Making a perfect recording button. Simple yet complex thing.

20 May 2026 · Dmitriy Tseyler

Intro

From the start of XSpeak, I wanted it to provide the best possible feel for the user: simple, fast, and responsive. Since it's a recording app, one of its main components is the button the user presses to record a conversation.

Actually, it's a control we're used to in many apps. The simplest example is the standard Voice Memos app on iPhone.

The button looks simple and does two things: starts recording and stops recording. However, behind the scenes, it takes many steps to start the whole pipeline, which is far from simple. In this article, I'm going to cover the technical and usability aspects of a recording button and will try to explain why it's important to make it work perfectly and why it's not as simple as it might look.

Perfect button

I'd call the recording button perfect if it is:

Functional
Responsive

When I say functional, I mean that it should be able to start and stop recording when it's enabled and I press it. The button should indicate that the state has switched. And for such an operation that usually takes hundreds of milliseconds, that feedback should be immediate.

Let's imagine that feedback is not immediate and there's some progress between states. In this case, the user:

Has to wait to make sure that recording has actually started.
Is out of their natural flow. Instead of focusing on their business, they are monitoring the app's status.
Experiences unnecessary cognitive load as a result: "What just happened? Did it start? How long should I wait?"
Loses control over the interface. They cannot correct the error and press stop.
Feels slight frustration, as the app temporarily prevents them from doing what they want to do.

Brief 1
In the recording-button article, what does the author give as the simplest example of this kind of control?
Brief 2
Check each statement against the recording-button article and answer yes or no, quoting the words that decide it.
(a) The feedback that the button's state has switched should be immediate.
(b) Starting the whole recording pipeline is a simple process behind the scenes.
(c) Without immediate feedback, the user cannot correct the error and press stop.
Brief 3
Go on with the recording-button article, starting after its last sentence.

Provided information

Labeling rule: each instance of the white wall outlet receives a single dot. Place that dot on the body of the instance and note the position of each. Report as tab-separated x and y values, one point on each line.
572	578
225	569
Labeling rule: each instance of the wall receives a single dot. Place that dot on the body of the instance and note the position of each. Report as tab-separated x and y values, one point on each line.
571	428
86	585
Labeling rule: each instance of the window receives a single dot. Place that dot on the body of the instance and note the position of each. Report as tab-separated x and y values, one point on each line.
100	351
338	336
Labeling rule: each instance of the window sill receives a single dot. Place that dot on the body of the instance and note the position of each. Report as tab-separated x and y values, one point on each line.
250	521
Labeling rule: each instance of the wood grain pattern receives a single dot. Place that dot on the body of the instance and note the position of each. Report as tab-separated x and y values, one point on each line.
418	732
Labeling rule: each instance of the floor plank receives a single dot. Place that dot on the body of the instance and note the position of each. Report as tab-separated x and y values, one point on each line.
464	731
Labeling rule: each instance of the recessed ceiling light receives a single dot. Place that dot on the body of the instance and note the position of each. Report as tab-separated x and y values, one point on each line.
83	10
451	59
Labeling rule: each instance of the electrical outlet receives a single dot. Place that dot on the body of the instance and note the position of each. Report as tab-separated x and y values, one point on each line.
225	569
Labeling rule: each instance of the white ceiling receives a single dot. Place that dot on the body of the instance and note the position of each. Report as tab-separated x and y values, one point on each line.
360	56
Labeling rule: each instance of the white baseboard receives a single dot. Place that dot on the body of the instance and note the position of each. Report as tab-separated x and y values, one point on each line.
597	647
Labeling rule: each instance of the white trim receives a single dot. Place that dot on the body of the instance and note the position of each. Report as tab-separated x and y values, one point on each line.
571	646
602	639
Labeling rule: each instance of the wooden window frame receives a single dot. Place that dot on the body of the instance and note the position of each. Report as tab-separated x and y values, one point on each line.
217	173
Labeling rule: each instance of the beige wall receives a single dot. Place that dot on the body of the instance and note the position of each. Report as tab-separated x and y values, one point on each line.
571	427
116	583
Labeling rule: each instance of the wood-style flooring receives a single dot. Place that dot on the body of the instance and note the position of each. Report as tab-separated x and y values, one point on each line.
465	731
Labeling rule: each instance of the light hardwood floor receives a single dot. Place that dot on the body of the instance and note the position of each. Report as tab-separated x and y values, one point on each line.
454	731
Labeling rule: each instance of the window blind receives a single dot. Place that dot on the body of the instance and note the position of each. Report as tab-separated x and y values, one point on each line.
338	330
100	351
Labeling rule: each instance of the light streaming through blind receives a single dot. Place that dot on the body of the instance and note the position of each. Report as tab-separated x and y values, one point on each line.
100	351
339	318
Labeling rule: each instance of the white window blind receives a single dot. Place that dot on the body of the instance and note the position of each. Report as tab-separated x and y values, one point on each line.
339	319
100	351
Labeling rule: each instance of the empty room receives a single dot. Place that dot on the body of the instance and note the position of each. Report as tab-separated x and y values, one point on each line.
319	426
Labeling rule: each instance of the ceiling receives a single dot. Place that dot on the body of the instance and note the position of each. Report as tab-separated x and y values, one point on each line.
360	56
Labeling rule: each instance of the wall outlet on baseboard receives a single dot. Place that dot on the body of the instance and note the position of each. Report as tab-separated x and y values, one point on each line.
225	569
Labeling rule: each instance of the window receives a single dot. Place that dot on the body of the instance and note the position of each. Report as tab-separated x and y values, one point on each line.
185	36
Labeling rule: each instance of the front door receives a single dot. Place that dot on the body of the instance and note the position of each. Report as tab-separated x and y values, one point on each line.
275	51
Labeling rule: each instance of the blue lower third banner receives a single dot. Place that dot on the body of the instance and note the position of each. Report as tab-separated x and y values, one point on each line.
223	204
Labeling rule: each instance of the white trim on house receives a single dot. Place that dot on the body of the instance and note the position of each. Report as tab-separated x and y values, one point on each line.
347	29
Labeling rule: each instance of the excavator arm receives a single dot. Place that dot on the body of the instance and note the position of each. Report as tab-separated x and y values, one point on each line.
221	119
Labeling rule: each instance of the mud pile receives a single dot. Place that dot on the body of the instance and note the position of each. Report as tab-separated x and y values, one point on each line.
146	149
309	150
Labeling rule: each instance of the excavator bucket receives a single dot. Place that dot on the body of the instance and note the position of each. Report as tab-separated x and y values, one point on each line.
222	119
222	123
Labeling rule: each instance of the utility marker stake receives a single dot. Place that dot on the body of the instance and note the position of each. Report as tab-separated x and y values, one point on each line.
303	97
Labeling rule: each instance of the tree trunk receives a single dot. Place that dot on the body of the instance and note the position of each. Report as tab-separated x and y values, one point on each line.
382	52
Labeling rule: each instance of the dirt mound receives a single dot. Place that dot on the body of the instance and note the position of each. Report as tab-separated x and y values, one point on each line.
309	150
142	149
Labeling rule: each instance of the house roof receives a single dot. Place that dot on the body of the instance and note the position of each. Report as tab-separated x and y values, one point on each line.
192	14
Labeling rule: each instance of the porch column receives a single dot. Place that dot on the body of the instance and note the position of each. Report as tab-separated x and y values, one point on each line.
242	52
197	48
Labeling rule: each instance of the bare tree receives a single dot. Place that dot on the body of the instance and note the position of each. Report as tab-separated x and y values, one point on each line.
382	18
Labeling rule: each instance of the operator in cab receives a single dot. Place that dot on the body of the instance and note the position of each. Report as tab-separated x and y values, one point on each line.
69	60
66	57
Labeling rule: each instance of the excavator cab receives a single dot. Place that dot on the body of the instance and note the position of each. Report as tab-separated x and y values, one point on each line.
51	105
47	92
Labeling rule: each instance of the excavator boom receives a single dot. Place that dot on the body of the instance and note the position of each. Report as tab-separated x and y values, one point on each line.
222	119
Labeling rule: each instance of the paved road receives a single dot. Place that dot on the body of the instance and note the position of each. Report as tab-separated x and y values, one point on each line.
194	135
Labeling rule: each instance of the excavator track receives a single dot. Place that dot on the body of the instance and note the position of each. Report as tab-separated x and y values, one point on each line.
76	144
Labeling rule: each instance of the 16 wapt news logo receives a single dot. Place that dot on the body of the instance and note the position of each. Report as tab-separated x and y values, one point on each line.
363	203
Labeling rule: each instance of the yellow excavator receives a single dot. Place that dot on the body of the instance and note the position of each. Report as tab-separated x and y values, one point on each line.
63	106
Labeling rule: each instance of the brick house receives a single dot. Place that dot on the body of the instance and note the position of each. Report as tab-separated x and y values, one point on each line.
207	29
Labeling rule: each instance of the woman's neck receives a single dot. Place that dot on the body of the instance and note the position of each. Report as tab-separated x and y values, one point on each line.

Output 1
The standard Voice Memos app on iPhone.

Output 2
(a) Yes: "that feedback should be immediate."
(b) No: "it takes many steps to start the whole pipeline, which is far from simple."
(c) Yes: "They cannot correct the error and press stop."

Output 3
Misses the instant, tactile feedback expected from a tool.

This discomfort might feel minor for some people. However, when the user does it so many times a day, it might add significant overhead. And that's not what we should expect from a helping tool.

Two qualities define a perfect recording button: it must be functional and responsive. The press should never wait on the pipeline.

Imperfect case:

User presses a button.
Button is disabled, shows a progress state or simply doesn't react.
After some time, the button is functional again, and recording is started.

Behind the scenes

Why is starting recording not that simple? When you press the button, the following happens in XSpeak:

Checks microphone and system audio permissions.
Shows a disclaimer reminding you to get consent from participants.
Checks if another recording is in progress and asks if you want to interrupt it.
Checks if the AI model and speech assets for the chosen language are available.
Tries to reserve the chosen language locale.
Checks if any meeting recording is playing now, and stops it.
Starts microphone recording.
Waits a bit to prevent races in CoreAudio and starts System Audio recording.
Starts the mixer, which mixes system audio with microphone input to produce a single audio stream for transcription.
Resolves the transcriber audio format.
Creates and starts the transcriber.

All these operations happen asynchronously. It means that we lose flow during each, and when we resume, the world could have changed: the user might have pressed the button several more times, previously available resources might have become unavailable, and so on.

Besides that, it launches side management threads that restart the mixer to prevent drift between two sources and restart the transcriber to prevent model context overflow.

Quite a start, isn't it? Probably, after that, your perception of this simple button will change, sorry for that :)

Let's see how different apps manage this or similar complexity.

Examples

iPhone Voice Memos

Voice Memos on iOS 26.5

stopped
→
started
→
stopped

When I press start, it starts. When I press stop, it stops. Nothing more.

Otter

Otter 1.4.2

stopped
→
delay
→
progress
→
started
→
delay
→
stopped

As you can see, the button becomes disabled while it starts recording. This makes me feel slightly uncomfortable every time I press it. I feel unresponsiveness and heaviness. And I need to wait before I can stop recording.

Talat

Talat 0.11.5

stopped
→
progress
→
started
→
progress
→
stopped

The button is disabled while recording is started. The good thing is that the recording start is quite fast here. However, it still produces a tiny unresponsiveness feeling.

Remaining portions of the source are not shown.